┌─ Source excerpt

A fluoride phosphor E5 of Example 5 was produced in the same as or similar manner as in Example 3 except that an aqueous sodium pyrophosphate solution (concentration 31.8 mmol/L) obtained by dissolving 4.10 g (9.19 mmol) of sodium pyrophosphate decahydrate in 288.7 g of pure water was used for the provision of the reaction mother liquor and an aqueous zinc sulfate solution (concentration 70.9 mmol/L) obtained by dissolving 3.96 g (13.77 mmol) of zinc sulfate heptahydrate in 194.2 g of pure water was used for the dropwise addition.
A fluoride phosphor E6 of Example 6 was produced in the same as or similar manner as in Example 3 except that an aqueous sodium pyrophosphate solution (concentration 31.9 mmol/L) obtained by dissolving 2.20 g (4.93 mmol) of sodium pyrophosphate decahydrate in 154.6 g of pure water was used for the provision of the reaction mother liquor and an aqueous zinc sulfate solution (concentration 70.9 mmol/L) obtained by dissolving 2.12 g (7.37 mmol) of zinc sulfate heptahydrate in 104.0 g of pure water was used for the dropwise addition.
70 g of the fluoride phosphor E6 of Example 6 was weighed and placed into a solution obtained by mixing 130 ml of ethanol, 28.7 ml of ammonia water containing 16.2 mass % ammonia, and 7.0 g of 35 mass % hydrogen peroxide water. The mixture was stirred at a rotation speed of 300 rpm using a stirring blade, and the stirring was stopped after 2 hours. The obtained precipitate was subjected to solid-liquid separation, and then washed with ethanol and dried at 105° C. for 10 hours, whereby a fluoride phosphor E7 of Example 7 was produced.

└─

■ Task objective
Can you carry on the fluoride phosphor excerpt above, picking up right after its final sentence?

┌─ Supplied records

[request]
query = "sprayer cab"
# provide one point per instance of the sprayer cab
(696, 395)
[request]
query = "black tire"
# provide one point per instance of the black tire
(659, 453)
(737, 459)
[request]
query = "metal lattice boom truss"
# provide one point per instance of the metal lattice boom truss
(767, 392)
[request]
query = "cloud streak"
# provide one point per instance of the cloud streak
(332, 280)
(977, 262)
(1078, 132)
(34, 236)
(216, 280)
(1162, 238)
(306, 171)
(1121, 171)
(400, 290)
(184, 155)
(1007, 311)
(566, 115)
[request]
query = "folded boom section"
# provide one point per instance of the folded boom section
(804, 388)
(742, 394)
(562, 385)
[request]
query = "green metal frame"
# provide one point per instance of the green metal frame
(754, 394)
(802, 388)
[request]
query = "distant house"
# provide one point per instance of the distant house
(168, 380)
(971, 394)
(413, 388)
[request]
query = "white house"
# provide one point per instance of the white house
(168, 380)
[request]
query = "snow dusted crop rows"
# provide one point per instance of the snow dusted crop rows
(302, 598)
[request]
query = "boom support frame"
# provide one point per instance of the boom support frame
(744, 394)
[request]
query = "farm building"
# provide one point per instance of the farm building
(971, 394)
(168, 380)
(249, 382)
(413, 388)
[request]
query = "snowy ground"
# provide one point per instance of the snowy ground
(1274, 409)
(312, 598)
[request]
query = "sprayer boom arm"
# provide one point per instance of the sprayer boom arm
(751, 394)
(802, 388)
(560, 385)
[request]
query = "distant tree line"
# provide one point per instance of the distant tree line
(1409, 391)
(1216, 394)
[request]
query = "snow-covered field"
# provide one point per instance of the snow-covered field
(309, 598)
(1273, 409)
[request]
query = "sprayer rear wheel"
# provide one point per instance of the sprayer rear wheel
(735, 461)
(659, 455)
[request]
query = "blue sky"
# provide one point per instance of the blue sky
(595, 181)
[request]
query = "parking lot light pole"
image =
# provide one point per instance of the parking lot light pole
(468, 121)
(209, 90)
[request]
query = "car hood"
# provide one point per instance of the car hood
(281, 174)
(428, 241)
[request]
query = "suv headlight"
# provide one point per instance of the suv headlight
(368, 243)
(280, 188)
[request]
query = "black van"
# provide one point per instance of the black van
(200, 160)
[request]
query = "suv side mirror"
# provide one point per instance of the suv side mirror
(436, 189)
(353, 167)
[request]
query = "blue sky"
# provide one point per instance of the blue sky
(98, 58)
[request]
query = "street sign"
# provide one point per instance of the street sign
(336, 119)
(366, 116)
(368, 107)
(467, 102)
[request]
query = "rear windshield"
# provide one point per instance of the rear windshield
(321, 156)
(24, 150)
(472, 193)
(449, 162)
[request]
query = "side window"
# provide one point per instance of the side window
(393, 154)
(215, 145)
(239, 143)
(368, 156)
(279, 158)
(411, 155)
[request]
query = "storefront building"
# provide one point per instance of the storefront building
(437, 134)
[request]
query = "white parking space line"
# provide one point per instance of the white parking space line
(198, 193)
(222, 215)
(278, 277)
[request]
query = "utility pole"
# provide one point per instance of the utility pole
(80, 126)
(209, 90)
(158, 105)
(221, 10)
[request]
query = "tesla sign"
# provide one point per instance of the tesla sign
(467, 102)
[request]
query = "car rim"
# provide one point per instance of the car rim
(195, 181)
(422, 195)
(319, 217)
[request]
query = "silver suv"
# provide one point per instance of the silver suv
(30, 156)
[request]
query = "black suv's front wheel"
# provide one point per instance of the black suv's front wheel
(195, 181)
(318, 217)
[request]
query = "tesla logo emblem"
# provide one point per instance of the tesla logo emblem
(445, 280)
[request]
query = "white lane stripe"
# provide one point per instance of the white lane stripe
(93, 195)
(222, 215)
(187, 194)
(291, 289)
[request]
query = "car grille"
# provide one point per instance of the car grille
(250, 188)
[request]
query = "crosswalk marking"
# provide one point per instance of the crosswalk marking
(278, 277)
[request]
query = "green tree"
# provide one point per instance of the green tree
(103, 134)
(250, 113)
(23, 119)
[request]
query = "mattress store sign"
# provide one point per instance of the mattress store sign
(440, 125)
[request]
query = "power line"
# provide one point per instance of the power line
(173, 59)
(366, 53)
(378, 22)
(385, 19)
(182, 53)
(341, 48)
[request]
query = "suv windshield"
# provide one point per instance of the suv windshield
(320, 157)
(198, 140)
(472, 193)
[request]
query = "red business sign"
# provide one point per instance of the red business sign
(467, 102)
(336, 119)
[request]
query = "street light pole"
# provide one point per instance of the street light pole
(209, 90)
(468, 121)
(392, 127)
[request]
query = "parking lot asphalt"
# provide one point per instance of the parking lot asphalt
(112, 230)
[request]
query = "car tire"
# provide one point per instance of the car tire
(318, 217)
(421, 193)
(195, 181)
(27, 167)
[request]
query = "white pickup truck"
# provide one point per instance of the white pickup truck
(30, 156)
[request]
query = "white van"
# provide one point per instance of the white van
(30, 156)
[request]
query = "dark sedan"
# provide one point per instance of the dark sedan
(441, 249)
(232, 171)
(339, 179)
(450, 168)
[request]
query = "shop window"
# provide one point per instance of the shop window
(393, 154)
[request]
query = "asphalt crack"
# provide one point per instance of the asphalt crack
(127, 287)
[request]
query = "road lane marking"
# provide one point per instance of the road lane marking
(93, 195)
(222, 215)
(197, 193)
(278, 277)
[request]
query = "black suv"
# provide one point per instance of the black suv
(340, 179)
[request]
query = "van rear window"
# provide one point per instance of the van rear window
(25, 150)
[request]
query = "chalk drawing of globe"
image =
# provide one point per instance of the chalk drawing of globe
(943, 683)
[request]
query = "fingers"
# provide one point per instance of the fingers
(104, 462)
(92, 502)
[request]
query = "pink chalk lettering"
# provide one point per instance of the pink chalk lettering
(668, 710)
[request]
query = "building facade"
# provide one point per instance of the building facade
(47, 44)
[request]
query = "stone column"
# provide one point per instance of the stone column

└─

■ Reply
The fluoride phosphor E7 of Example 7 was weighed in 60 g, and placed into a solution obtained by mixing 180 ml of ethanol and 24.6 ml of ammonia water containing 16.2 mass % of ammonia. The solution was stirred at a rotation speed of 300 rpm using a stirring blade while the solution temperature was maintained at room temperature to thereby obtain a reaction mother liquor. Tetraethoxysilane (TEOS: Si(OC2H5)4) was weighed in 6.1 g, and was then added dropwise over a period of about 2 hours to the reaction mother liquor under stirring. Subsequently, stirring was continued for 1 hour, and 5 g of 35 mass % hydrogen peroxide (H2O2) were further added, after which the stirring was stopped. The obtained precipitate was subjected to solid-liquid separation, and then washed with ethanol and dried at 105° C. for 10 hours, whereby a fluoride phosphor E8 covered with silicon dioxide (SiO2) was provided as Example 8. The amount of tetraethoxysilane added dropwise was approximately 3 mass % in terms of the silicon dioxide with respect to the fluoride particles.
Through a well-known method, fluoride particles were obtained as a phosphor having a composition represented by K2[Si0.932Mn0.068F6] with a Mn content percentage of 1.69 mass %. The obtained fluoride particles were weighed in 50 g and charged into a PTFE sample vessel (HUT-100R, manufactured by San-ai Chemical Industry Co., Ltd.). A liquid medium in an amount of 75 g provided by dissolving 300 g of KHF2 in 450 g of a 65 mass % HF aqueous solution was supplied, the mixture was stirred to form a slurry, and then covered with a lid. The sample container covered with the lid was set in a stainless-steel outer cylinder (HUS-100, manufactured by San-ai Chemical Industry Co., Ltd.), and was subjected to a heating treatment in a thermostat at 190° C. for 16 hours. After the heating treatment was completed, the PTFE sample container was taken out from the stainless-steel outer cylinder. The obtained precipitate in the sample container was transferred to a beaker, washed by adding 600 ml of 1% hydrogen peroxide-water, subjected to solid-liquid separation, washed with ethanol, and dried at 90° C. for 10 hours, whereby fluoride particles A2 as a phosphor having a Mn content percentage of 1.53 mass % and having a first theoretical composition represented by K2[Si0.938Mn0.062F6] were produced.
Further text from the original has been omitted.